Coordinate annotation entries:
○ ○ ○ ○

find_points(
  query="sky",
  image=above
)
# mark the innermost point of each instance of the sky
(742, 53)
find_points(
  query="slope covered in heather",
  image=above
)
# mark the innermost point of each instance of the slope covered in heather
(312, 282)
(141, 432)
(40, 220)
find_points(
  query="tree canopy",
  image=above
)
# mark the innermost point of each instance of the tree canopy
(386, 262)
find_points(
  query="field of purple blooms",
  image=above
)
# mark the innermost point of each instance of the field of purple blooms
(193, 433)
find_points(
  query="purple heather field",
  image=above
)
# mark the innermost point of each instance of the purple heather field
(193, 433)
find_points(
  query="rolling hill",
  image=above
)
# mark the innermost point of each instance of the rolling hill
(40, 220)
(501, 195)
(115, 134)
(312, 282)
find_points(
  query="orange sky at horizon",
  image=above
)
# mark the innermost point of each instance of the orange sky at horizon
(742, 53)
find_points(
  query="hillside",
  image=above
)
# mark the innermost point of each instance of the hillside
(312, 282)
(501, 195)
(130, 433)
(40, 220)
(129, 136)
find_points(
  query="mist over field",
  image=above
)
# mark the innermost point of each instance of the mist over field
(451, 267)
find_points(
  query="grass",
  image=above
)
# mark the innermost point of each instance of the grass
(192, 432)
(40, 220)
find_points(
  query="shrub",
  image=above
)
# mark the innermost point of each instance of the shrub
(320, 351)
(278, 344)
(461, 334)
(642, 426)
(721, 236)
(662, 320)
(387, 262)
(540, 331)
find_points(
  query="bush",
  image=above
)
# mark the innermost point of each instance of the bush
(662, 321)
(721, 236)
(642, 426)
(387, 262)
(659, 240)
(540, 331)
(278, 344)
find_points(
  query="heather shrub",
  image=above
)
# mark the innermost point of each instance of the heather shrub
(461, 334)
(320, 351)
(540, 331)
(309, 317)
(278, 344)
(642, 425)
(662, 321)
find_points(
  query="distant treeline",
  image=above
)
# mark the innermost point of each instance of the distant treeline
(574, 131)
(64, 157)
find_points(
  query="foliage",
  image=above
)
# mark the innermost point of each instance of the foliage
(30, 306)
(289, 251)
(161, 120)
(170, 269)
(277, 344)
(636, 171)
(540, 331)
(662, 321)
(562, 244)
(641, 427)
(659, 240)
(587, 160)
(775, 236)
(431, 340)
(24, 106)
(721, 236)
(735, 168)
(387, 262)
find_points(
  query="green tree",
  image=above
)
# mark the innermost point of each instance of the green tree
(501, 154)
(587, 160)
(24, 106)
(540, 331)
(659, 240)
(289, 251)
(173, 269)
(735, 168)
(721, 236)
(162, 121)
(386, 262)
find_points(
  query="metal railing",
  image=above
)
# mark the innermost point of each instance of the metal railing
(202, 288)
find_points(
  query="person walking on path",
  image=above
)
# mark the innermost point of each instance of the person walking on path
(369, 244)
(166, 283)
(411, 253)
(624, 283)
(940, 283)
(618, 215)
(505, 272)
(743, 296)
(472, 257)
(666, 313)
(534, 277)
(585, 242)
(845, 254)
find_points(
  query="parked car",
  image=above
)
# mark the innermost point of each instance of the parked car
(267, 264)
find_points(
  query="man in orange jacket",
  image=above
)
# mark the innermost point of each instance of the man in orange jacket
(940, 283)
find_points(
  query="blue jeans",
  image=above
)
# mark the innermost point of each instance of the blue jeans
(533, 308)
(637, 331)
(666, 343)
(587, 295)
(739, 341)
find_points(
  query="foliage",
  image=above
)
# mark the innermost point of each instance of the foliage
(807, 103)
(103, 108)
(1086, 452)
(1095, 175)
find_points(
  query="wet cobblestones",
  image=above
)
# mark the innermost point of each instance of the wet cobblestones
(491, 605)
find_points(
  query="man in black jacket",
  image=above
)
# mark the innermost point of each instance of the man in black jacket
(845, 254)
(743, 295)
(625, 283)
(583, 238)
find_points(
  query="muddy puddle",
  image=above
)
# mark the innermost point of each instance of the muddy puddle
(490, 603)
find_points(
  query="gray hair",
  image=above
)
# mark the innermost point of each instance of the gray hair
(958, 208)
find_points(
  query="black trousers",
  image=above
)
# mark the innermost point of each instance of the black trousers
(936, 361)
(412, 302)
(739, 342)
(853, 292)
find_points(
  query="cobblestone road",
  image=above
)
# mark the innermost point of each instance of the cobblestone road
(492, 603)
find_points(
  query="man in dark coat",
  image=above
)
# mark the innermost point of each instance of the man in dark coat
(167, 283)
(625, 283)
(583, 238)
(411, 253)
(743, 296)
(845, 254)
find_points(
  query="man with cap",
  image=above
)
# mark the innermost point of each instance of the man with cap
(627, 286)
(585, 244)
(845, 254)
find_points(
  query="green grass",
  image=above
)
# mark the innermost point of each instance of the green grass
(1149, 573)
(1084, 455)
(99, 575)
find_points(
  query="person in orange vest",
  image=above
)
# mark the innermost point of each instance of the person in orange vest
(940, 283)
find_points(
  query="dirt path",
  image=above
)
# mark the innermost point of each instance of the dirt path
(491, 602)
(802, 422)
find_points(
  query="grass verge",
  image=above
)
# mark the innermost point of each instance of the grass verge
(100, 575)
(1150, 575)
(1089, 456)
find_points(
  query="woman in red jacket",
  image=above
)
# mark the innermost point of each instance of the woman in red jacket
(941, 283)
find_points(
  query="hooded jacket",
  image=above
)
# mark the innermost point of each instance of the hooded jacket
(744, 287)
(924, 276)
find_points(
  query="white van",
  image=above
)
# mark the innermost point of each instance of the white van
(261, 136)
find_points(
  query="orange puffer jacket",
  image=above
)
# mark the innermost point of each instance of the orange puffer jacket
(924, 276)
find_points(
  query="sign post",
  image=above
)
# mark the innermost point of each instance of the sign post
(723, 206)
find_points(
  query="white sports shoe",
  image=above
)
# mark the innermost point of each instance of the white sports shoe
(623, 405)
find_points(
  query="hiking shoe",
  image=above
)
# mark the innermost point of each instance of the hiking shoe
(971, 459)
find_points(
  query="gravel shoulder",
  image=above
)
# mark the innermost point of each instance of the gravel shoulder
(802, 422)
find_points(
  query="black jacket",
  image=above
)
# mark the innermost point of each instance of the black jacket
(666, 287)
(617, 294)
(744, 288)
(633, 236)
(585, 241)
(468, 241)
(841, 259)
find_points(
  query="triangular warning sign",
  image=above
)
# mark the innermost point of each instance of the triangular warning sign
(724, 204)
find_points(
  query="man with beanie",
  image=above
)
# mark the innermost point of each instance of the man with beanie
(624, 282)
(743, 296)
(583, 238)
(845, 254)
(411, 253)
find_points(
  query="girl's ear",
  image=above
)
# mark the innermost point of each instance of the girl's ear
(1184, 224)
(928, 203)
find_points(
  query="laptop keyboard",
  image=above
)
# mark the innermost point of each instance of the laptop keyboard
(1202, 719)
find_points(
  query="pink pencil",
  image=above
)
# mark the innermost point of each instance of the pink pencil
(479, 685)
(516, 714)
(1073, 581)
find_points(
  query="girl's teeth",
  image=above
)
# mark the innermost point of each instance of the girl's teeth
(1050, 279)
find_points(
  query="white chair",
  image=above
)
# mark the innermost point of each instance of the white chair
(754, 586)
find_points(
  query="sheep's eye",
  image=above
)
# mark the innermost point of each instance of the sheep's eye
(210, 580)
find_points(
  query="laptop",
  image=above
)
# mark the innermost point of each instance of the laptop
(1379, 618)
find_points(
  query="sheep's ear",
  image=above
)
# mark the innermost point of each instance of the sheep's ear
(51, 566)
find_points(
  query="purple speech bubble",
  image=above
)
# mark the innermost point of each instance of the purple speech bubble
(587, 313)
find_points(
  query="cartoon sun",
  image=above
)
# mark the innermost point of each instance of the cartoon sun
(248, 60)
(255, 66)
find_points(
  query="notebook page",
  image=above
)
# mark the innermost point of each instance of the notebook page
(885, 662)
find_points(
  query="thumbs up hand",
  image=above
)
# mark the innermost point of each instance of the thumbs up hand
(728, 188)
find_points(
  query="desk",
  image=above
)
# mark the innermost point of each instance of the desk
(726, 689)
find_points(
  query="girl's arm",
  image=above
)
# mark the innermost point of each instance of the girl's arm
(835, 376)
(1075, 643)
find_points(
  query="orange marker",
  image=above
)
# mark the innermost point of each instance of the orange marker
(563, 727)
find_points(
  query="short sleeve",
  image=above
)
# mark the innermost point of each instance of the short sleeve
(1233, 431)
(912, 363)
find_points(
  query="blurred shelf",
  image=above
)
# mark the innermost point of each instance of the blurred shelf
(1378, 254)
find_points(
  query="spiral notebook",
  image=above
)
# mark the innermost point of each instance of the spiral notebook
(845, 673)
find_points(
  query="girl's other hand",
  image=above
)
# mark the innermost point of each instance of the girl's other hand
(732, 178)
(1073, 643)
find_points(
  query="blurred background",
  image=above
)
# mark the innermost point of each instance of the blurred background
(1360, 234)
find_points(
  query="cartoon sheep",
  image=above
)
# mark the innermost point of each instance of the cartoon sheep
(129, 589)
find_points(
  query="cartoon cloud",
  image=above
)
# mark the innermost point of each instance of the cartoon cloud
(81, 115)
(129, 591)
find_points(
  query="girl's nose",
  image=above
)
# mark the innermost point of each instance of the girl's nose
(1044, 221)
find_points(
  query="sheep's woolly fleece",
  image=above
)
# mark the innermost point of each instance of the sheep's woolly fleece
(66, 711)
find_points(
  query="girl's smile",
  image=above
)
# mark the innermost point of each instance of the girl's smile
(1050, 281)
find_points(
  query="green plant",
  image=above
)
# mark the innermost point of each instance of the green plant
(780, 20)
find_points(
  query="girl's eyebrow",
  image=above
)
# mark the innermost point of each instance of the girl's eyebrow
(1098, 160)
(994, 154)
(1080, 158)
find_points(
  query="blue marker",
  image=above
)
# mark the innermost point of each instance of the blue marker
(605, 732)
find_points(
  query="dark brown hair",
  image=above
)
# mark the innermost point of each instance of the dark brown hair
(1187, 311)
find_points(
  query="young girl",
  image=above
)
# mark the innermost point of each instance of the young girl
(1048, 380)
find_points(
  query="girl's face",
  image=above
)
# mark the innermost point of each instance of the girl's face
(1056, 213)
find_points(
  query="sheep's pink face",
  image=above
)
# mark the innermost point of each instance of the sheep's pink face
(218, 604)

○ ○ ○ ○

## Task instructions
Count the lines above that contain the string "mist" and give only the number.

## Complete output
2